Work to be completed:
With the images removed, repeat the data below exactly.

Exercise material:
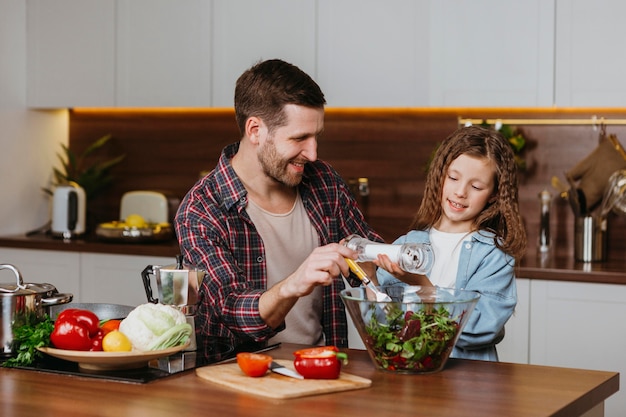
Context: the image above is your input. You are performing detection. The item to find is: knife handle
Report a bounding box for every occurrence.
[345,258,371,285]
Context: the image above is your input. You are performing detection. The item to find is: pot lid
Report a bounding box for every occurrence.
[0,264,56,297]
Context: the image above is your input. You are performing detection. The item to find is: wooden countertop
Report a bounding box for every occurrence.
[0,234,626,284]
[0,344,619,417]
[0,234,180,258]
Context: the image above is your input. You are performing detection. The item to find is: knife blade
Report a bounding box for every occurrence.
[270,361,304,379]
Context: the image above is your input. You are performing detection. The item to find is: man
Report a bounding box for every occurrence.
[175,60,382,347]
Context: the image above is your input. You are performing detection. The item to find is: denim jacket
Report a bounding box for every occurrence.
[376,230,517,361]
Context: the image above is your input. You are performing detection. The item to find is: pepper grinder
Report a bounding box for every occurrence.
[539,190,552,253]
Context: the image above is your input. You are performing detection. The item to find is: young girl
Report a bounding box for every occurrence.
[374,126,526,361]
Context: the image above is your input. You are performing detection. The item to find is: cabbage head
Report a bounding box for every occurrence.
[120,303,192,351]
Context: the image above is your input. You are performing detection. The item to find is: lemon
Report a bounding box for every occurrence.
[102,330,133,352]
[125,214,148,229]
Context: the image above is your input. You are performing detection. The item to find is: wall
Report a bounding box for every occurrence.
[0,0,68,236]
[70,108,626,258]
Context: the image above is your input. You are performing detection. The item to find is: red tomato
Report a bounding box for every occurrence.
[237,352,272,377]
[293,346,347,379]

Task response:
Context: the image above is your input. You are performing detection. The item to find is: knife handle
Report a bounding box for every occurrence.
[345,258,371,285]
Context: the image above is your input. You are performing detection. The item to find is: pot lid
Report a bounding box for every occurrence.
[0,264,56,297]
Context: the image above is your input. You are performing detection. The item to find is: wooden countertop
Report a bounding box for every occurrence.
[0,234,626,284]
[0,344,619,417]
[0,234,180,258]
Context: the image above is your input. You are performing detection. The item to find is: knife blade
Report a bounding box for every occurrence.
[270,361,304,379]
Context: the image above is your input. You are performing detection. The item to find is: man
Report a bounding box for every occurrence.
[175,60,382,347]
Context: the image above is your input. You are performing detection. The item to find is: denim jacket
Report a bounding box for every occurrence.
[376,230,517,361]
Context: the image above is your input. You are performing detection. The item to find is: pepper grinder
Report a bounding box for every occurrence.
[539,190,552,253]
Context: the image above is your input. You are performing detection. The item to find is: young girl
Report a bounding box for every occurrence.
[374,126,526,361]
Context: the image above is your input. You are performing detection. The item to find is: cabbage head
Report a bounding box for every occurrence.
[120,303,192,351]
Context: the image above is your input. You are performing detection. The item to find is: lemon
Report a bounding box for every occurrence.
[102,330,133,352]
[125,214,148,229]
Context: the image above is your input. You are performing detection. The item to find is: wall
Report a bounding box for every occurrence.
[0,0,68,236]
[70,108,626,258]
Context: the image above is your input. You are performing detection. The item to find is: red tomato
Report a bounding box for every occurrence.
[237,352,272,377]
[293,346,347,379]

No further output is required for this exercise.